:: ZITIERTER TEXT ::
>>>

Teil 1 – Planung und Organisation
Alle Berichte aus der Reihe
Teil 1: Planung und Organisation
Teil 2: Über den Alpsee und Fernpass nach Imst
Teil 3: Regeneratives Ausschütteln der Beine zwischen Imst und Pfunds
Teil 4: Über wilde Grenzen und schwarze Löcher auf das Dach der Tour
Teil 5: Von Laas über Meran an den Kalterer See
Teil 6: (Un-)Ruhetag nicht nur am Kalterer See
Teil 7: Durch das Tor des Südens kurz vor dem Sprung zum Finale
Teil 8: Vom Gardasee überwältigt
Teil 9: Rückreise und Fazit
Anfang des Jahres 2023 kam in unserer Gruppe, die traditionell (mindestens!) einmal im Jahr zu einer kleinen Radreise gemeinsam aufbricht, die Idee auf, man könnte ja mal eine Alpenüberquerung angehen. Schnell war die Begeisterung geweckt.

<<<

:: BEREITGESTELLTE EINTRÄGE ::
>>>

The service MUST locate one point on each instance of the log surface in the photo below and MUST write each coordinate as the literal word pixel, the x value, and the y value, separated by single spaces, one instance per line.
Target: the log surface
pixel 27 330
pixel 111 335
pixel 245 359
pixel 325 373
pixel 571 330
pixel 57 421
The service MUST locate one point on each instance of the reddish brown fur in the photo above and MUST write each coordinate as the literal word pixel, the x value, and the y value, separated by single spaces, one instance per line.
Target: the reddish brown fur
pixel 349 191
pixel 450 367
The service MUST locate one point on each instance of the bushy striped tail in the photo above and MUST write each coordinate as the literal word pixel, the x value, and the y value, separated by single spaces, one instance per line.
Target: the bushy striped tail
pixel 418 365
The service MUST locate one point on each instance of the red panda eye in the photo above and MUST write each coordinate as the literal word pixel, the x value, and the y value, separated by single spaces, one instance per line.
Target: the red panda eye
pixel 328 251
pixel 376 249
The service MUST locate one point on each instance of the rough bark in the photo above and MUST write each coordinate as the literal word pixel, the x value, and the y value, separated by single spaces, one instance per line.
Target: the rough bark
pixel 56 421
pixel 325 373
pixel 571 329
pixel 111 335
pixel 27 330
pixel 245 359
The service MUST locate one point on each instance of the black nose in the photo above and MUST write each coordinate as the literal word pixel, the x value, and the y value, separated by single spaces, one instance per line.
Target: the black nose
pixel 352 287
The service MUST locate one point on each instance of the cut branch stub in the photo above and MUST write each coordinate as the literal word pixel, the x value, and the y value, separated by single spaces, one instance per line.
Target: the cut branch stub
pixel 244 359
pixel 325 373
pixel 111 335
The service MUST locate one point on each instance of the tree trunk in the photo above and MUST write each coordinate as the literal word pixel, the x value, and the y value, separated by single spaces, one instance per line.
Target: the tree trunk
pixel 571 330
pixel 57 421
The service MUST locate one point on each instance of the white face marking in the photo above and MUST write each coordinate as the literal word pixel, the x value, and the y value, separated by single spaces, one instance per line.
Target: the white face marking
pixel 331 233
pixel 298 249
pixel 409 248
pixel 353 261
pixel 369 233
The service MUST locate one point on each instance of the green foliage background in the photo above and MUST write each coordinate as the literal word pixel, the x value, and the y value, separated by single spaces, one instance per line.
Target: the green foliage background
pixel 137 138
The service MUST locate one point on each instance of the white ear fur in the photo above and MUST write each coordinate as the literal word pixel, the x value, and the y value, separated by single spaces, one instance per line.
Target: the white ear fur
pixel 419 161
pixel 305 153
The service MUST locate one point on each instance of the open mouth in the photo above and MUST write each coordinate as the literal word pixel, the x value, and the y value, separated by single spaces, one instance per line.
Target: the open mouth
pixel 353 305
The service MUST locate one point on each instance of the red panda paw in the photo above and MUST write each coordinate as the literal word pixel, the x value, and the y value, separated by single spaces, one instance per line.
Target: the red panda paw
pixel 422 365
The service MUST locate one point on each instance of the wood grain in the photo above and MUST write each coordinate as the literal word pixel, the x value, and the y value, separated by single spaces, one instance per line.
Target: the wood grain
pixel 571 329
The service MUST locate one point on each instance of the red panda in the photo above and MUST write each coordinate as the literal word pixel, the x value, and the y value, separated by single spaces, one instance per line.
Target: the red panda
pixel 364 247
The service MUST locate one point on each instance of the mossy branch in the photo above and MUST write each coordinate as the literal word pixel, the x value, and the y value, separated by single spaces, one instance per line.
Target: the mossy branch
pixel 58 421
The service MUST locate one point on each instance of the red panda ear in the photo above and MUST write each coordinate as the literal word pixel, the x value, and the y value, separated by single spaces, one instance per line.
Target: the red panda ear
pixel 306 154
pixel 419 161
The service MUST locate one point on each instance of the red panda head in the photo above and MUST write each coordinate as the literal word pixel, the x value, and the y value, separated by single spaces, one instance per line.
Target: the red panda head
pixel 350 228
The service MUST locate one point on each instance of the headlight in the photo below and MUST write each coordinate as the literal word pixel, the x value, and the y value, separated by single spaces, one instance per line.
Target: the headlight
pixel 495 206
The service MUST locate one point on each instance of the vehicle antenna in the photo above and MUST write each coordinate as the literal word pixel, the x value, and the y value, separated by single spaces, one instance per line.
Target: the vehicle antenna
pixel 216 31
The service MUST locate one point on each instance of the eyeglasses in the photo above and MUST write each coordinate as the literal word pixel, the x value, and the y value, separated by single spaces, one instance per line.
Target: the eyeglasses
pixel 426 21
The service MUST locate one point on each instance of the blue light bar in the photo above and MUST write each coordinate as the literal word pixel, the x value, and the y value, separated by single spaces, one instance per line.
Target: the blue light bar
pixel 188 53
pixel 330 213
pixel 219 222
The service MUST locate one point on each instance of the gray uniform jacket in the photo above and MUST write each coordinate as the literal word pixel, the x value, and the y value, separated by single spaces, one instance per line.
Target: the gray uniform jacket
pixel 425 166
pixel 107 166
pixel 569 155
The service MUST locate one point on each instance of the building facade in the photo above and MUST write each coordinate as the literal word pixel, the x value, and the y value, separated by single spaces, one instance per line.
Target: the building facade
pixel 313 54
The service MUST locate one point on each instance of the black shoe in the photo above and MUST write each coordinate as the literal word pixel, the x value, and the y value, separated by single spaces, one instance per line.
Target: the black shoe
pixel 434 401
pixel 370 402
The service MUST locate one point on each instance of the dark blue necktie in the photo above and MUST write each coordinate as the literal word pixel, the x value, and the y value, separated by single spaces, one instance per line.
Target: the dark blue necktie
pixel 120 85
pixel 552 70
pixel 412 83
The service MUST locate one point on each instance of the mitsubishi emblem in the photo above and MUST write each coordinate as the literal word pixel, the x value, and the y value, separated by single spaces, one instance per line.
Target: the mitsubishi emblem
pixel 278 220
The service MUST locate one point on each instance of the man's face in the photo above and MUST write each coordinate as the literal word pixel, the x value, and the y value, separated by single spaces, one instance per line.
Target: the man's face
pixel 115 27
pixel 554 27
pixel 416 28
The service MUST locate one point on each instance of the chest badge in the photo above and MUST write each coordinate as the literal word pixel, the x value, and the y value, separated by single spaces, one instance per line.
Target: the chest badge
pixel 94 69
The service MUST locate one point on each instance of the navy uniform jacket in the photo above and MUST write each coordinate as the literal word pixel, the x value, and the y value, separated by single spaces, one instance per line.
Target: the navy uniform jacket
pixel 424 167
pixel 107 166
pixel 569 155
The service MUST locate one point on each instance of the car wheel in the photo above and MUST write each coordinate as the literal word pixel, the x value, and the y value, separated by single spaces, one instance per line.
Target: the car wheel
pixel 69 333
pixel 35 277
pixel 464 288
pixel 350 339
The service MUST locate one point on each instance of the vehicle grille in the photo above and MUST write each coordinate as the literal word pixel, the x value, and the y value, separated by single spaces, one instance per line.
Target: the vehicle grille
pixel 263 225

<<<

:: ARBEITSANWEISUNGEN ::
1) Gib den Abschnitt des Radreiseberichts beginnend bei „Teil 1 – Planung“ und endend bei „die Begeisterung geweckt.“ erneut wieder und tausche dabei „Gardasee“ gegen „Lago di Garda“ aus.
2) Setze den Bericht über die Alpenüberquerung mit dem Rad im zitierten Text nach seinem letzten Satz fort.

:: LÖSUNGEN DER AUFGABEN ::
1)
Teil 1 – Planung und Organisation
Alle Berichte aus der Reihe
Teil 1: Planung und Organisation
Teil 2: Über den Alpsee und Fernpass nach Imst
Teil 3: Regeneratives Ausschütteln der Beine zwischen Imst und Pfunds
Teil 4: Über wilde Grenzen und schwarze Löcher auf das Dach der Tour
Teil 5: Von Laas über Meran an den Kalterer See
Teil 6: (Un-)Ruhetag nicht nur am Kalterer See
Teil 7: Durch das Tor des Südens kurz vor dem Sprung zum Finale
Teil 8: Vom Lago di Garda überwältigt
Teil 9: Rückreise und Fazit
Anfang des Jahres 2023 kam in unserer Gruppe, die traditionell (mindestens!) einmal im Jahr zu einer kleinen Radreise gemeinsam aufbricht, die Idee auf, man könnte ja mal eine Alpenüberquerung angehen. Schnell war die Begeisterung geweckt.

2)
Teilnehmer und Fahrräder
Wir, das sind sechs Personen, drei Frauen und drei Männer zwischen Mitte 50 und Mitte 60, Natur- und Frischluftliebhaber. Einer wollte lieber nicht die ganze Strecke mitradeln, stellte sich aber dankenswerterweise mit seinem Wohnmobil als Mannschafts-, Service- und Transportwagen zur Verfügung, gleichzeitig sollte das Wohnmobil auch für ihn und seine mitradelnde Frau als Beherbergung auf der Tour dienen, während wir anderen vier Personen in Hotels übernachten wollten.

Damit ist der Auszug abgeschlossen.